- GIVEN RECORDS
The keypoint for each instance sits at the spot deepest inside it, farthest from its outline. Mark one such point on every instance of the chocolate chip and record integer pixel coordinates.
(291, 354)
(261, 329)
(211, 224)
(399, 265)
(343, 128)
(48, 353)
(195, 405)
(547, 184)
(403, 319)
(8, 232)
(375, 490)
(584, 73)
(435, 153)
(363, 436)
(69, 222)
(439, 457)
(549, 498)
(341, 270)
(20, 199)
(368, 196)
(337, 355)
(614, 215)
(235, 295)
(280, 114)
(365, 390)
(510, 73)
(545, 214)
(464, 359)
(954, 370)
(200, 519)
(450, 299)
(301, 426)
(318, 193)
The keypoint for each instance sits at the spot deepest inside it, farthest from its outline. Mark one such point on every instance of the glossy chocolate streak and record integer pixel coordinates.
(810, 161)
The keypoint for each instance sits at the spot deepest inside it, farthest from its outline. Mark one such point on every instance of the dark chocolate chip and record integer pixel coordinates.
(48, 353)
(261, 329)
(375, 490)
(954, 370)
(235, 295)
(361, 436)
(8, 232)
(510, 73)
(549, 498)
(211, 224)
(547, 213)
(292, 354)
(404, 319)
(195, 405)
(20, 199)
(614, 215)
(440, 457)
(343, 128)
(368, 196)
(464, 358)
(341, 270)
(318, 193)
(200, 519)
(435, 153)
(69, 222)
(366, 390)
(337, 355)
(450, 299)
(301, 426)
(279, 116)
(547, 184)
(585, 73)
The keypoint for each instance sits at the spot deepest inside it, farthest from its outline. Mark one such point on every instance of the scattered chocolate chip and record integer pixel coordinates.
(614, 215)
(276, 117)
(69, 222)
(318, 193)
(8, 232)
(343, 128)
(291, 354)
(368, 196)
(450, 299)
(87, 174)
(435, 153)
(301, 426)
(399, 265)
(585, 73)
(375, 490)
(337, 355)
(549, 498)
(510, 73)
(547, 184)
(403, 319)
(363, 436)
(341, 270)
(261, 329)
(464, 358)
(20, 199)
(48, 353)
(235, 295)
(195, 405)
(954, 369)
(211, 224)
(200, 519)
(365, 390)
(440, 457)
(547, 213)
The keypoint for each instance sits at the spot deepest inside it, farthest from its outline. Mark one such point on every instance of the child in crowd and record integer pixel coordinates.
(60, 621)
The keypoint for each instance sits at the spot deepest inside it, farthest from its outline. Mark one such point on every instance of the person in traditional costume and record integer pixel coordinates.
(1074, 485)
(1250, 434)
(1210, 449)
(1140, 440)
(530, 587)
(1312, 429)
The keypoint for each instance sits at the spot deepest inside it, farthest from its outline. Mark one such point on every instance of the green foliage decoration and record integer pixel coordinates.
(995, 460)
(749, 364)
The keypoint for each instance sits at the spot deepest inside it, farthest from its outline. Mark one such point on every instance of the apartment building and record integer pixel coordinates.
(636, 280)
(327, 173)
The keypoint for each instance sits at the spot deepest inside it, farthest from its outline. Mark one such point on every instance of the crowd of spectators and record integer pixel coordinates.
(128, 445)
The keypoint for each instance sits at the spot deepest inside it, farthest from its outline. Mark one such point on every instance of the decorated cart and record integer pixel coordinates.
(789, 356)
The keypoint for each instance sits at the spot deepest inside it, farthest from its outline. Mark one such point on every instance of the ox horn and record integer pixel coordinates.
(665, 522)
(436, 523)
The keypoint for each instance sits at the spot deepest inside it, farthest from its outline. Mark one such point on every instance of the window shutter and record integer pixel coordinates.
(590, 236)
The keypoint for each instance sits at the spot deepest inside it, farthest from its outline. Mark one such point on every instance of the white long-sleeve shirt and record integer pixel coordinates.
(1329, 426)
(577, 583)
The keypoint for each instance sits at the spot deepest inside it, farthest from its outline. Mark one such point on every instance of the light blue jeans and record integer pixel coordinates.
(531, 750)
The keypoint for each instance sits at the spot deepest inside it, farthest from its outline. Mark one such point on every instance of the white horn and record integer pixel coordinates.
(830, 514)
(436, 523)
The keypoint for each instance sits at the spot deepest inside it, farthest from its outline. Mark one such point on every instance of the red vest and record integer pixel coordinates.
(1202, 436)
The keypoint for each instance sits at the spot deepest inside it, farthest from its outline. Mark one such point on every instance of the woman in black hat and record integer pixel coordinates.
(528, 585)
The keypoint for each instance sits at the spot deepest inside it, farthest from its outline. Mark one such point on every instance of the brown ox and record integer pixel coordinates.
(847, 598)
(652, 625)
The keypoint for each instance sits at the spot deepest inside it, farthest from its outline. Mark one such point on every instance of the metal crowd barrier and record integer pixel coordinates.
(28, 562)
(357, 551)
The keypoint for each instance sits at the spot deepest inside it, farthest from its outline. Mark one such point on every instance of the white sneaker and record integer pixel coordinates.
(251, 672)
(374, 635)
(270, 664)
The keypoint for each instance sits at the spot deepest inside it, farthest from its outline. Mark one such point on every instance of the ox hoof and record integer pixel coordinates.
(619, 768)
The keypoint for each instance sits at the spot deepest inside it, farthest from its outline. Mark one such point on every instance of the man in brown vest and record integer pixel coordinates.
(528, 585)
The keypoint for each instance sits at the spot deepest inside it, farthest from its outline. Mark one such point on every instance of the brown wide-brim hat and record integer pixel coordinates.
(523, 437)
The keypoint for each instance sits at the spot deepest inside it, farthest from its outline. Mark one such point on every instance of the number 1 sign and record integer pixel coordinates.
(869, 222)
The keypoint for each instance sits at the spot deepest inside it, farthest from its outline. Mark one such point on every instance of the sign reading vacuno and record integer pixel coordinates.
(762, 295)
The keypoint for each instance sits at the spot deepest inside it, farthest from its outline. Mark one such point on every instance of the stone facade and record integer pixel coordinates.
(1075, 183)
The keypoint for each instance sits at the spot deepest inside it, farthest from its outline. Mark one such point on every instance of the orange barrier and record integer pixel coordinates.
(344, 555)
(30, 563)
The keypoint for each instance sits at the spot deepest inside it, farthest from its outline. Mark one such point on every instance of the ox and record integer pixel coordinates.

- PROMPT
Write out all the records above again, replacing "integer pixel coordinates" with "whole-number pixel coordinates" wherever it occurs and leaving everything else unchanged.

- SOLVED PROBLEM
The keypoint for each instance sits at the spot deepest inside it, farthest from its outline. Mark one such point on every instance of the chocolate chip and record whole-number pixel coordinates.
(291, 354)
(261, 329)
(211, 224)
(399, 265)
(343, 128)
(48, 353)
(195, 405)
(547, 184)
(403, 319)
(8, 232)
(375, 490)
(584, 73)
(435, 153)
(363, 436)
(69, 222)
(439, 457)
(549, 498)
(341, 270)
(20, 199)
(368, 196)
(337, 355)
(614, 215)
(235, 295)
(280, 114)
(365, 390)
(510, 73)
(545, 214)
(464, 359)
(954, 370)
(200, 519)
(450, 299)
(301, 426)
(318, 193)
The keypoint for each instance sits at the spot deepest inside it, farthest from its outline. Mark one such point on every instance of the glossy chocolate streak and record whole-number pixel coordinates.
(810, 161)
The keypoint for each instance sits at the spot deepest inside it, farthest from its outline. Mark one such point on every instance of the dark chocolate chip and record whole-number pixel coordinates.
(48, 353)
(261, 329)
(375, 490)
(954, 370)
(235, 295)
(361, 436)
(8, 232)
(510, 73)
(549, 498)
(211, 224)
(547, 213)
(292, 354)
(404, 319)
(195, 405)
(20, 199)
(614, 215)
(440, 457)
(343, 128)
(368, 196)
(464, 358)
(341, 270)
(318, 193)
(200, 519)
(435, 153)
(69, 222)
(366, 390)
(337, 355)
(450, 299)
(301, 426)
(279, 116)
(547, 184)
(585, 73)
The keypoint for each instance sits at the spot deepest inside it, farthest from its outline. Mark one such point on every instance of the scattered chocolate chip and record whole-number pixel coordinates.
(614, 215)
(276, 117)
(69, 222)
(318, 193)
(8, 232)
(343, 128)
(291, 354)
(368, 196)
(450, 299)
(87, 174)
(435, 153)
(301, 426)
(399, 265)
(585, 73)
(375, 490)
(337, 355)
(549, 498)
(510, 73)
(547, 184)
(403, 319)
(363, 436)
(341, 270)
(261, 329)
(464, 358)
(20, 199)
(48, 353)
(235, 295)
(195, 405)
(954, 369)
(211, 224)
(200, 519)
(365, 390)
(440, 457)
(547, 213)
The keypoint for each instance sits at the spot deepest inside it, farthest from its outline. Mark one such point on every instance of the child in crowd and record whole-number pixel coordinates.
(60, 621)
The keypoint for each instance sits at the spot deepest inside it, farthest from its outline. Mark one such point on every instance of the person in traditional costume and record whole-number pixel coordinates.
(1074, 485)
(1250, 434)
(1210, 449)
(1140, 440)
(530, 587)
(1312, 429)
The keypoint for each instance sits at the spot deepest inside it, farthest from its outline. Mark one such point on every instance of the green foliage decoration and record whole-number pixel coordinates.
(995, 460)
(749, 364)
The keypoint for each instance sits at the spot deepest inside it, farthest from its outline. Mark one such point on every instance of the apartment building and record whole-number pixel coordinates.
(636, 280)
(327, 173)
The keypoint for each instance sits at the spot deepest inside it, farthest from its outline. Mark one such point on every instance of the crowd of spectators and record whole-number pixel coordinates.
(128, 445)
The keypoint for each instance sits at the spot deepest inside it, farthest from its outline. Mark one such point on every instance of the decorated cart and record whole-number pixel coordinates.
(789, 356)
The keypoint for each instance sits at the spot deepest inside it, farthest from its outline. Mark one such point on every instance of the ox horn and record whole-number pixel coordinates.
(665, 522)
(436, 523)
The keypoint for each instance sits at the spot deepest inside it, farthest from its outline. Mark one such point on every instance of the window shutter and record whole-number pixel coordinates.
(590, 236)
The keypoint for each instance sits at the spot deepest inside it, farthest from its outline. Mark one such point on every instance of the white long-sleeve shirt and record whole-number pixel coordinates.
(1329, 426)
(577, 583)
The keypoint for each instance sits at the spot deepest inside it, farthest from its outline. Mark one such point on every instance of the light blue jeans and record whole-number pixel coordinates.
(531, 750)
The keypoint for each instance sits at the spot deepest inside it, farthest from its outline. Mark one such point on every instance of the white horn and record whole-number pixel coordinates.
(830, 514)
(436, 523)
The keypoint for each instance sits at the spot deepest inside it, farthest from its outline. Mark one such point on every instance of the red vest and record whole-number pixel coordinates.
(1202, 436)
The keypoint for each instance sits at the spot deepest inside it, farthest from its outline. Mark one such point on every instance of the woman in black hat and record whole-number pixel coordinates.
(528, 585)
The keypoint for each instance sits at the spot deepest inside it, farthest from its outline. Mark one such point on every instance of the brown ox and record whole-number pixel coordinates.
(847, 598)
(652, 625)
The keypoint for each instance sits at the spot deepest inside it, farthest from its outline. Mark one such point on every instance of the metal crowd barrier and record whole-number pixel coordinates.
(28, 562)
(357, 551)
The keypoint for each instance sits at the spot deepest inside it, farthest from its outline. Mark one such point on every instance of the white sneaker and record whole-number pixel coordinates.
(251, 672)
(374, 635)
(270, 664)
The keypoint for each instance sits at the spot deepest inside it, farthest from its outline. Mark one such point on every instance of the ox hoof and record whole-number pixel coordinates.
(619, 768)
The keypoint for each instance sits at the spot deepest inside it, farthest from its outline. Mark one such point on every instance of the man in brown vest and record whole-number pixel coordinates.
(528, 585)
The keypoint for each instance sits at the spot deepest inside it, farthest from its outline. Mark one such point on every instance of the brown wide-brim hat and record whole-number pixel coordinates.
(523, 437)
The keypoint for each instance sits at the spot deepest inside it, farthest from its outline. Mark one such point on every instance of the number 1 sign and record whole-number pixel coordinates.
(869, 222)
The keypoint for each instance sits at the spot deepest inside it, farthest from its outline. Mark one such point on every instance of the sign reading vacuno and record whole-number pixel coordinates.
(762, 295)
The keypoint for each instance sits at the spot deepest inside it, farthest from its outline. Mark one such point on every instance of the stone facade and record whole-number pixel coordinates.
(1075, 183)
The keypoint for each instance sits at the spot deepest inside it, farthest from its outline. Mark one such point on every instance of the orange barrier and record whole-number pixel coordinates.
(344, 555)
(30, 563)
The keypoint for each instance sits at the spot deepest inside it, farthest from its outline. Mark one such point on every instance of the ox and record whole-number pixel coordinates.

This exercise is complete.